Records of labeled boxes:
......

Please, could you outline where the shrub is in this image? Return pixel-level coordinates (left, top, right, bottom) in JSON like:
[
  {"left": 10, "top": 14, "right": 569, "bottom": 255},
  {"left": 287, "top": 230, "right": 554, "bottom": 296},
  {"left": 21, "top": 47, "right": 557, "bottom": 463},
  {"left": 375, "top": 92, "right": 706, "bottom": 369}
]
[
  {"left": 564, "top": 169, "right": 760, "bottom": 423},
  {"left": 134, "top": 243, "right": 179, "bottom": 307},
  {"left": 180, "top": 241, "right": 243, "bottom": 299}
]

......

Could you render every line of the rows above as a Markdown table with the columns No. and Text, numbering each line and leaving out blank ones?

WORKED SOLUTION -
| No. | Text |
|---|---|
| 1 | Please, could you outline where the shrub is in this image? Return pixel-level coordinates (left, top, right, bottom) in JSON like: |
| 2 | [ |
| 3 |   {"left": 10, "top": 14, "right": 569, "bottom": 255}, |
| 4 |   {"left": 287, "top": 230, "right": 554, "bottom": 296}, |
| 5 |   {"left": 21, "top": 47, "right": 557, "bottom": 463}, |
| 6 |   {"left": 375, "top": 92, "right": 706, "bottom": 369} |
| 7 | ] |
| 8 | [ |
| 9 |   {"left": 564, "top": 169, "right": 760, "bottom": 423}, |
| 10 |   {"left": 134, "top": 243, "right": 179, "bottom": 307}, |
| 11 |   {"left": 180, "top": 241, "right": 243, "bottom": 299} |
| 12 | ] |